# What this task involves
Start the copy at the line containing "Phrase: pupil" and run it through the last line of the records. Repeat each line exactly; omit pictures.

# The data
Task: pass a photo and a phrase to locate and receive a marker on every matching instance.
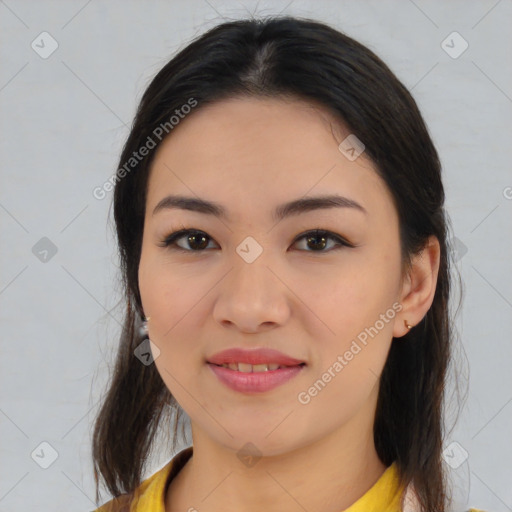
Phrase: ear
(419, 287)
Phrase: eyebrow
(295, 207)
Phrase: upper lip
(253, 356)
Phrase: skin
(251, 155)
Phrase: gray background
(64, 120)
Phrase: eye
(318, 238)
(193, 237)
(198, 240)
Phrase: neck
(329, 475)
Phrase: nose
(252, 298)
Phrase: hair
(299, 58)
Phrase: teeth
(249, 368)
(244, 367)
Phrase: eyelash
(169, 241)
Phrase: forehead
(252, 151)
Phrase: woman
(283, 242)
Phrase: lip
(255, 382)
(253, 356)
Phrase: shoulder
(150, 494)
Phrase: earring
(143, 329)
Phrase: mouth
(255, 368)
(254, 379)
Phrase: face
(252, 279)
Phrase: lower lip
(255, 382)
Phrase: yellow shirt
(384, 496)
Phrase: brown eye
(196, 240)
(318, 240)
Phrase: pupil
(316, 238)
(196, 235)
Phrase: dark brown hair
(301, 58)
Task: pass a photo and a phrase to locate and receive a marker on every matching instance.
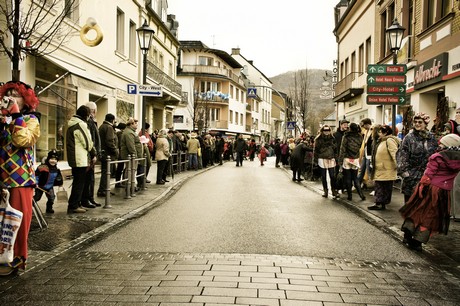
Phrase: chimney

# Answer to this exercise
Phrase: pupil
(316, 238)
(196, 235)
Phrase: dark brown hair
(301, 58)
Task: pass a photo and a phrase to locate and receive a marker on every matching instance.
Phrase: chimney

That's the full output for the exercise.